> [TASK PROMPT]
List each line of the data below that contains the string "instance".

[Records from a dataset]
+ + + +

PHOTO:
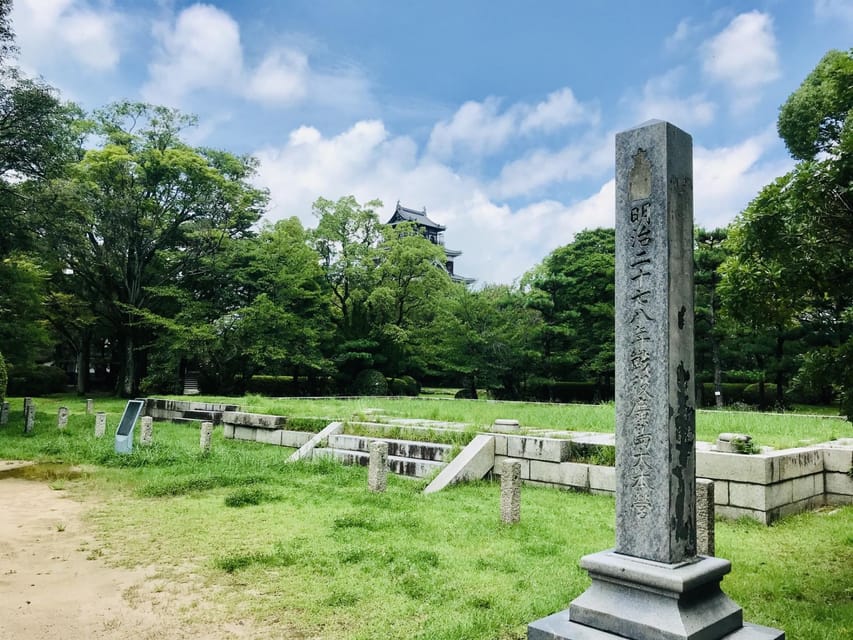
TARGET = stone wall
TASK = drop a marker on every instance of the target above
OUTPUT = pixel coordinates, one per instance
(764, 487)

+ + + +

> [WORKED ANSWER]
TASK = drop a marker on every instance of the target above
OUTPUT = pixel coordinates, one per instance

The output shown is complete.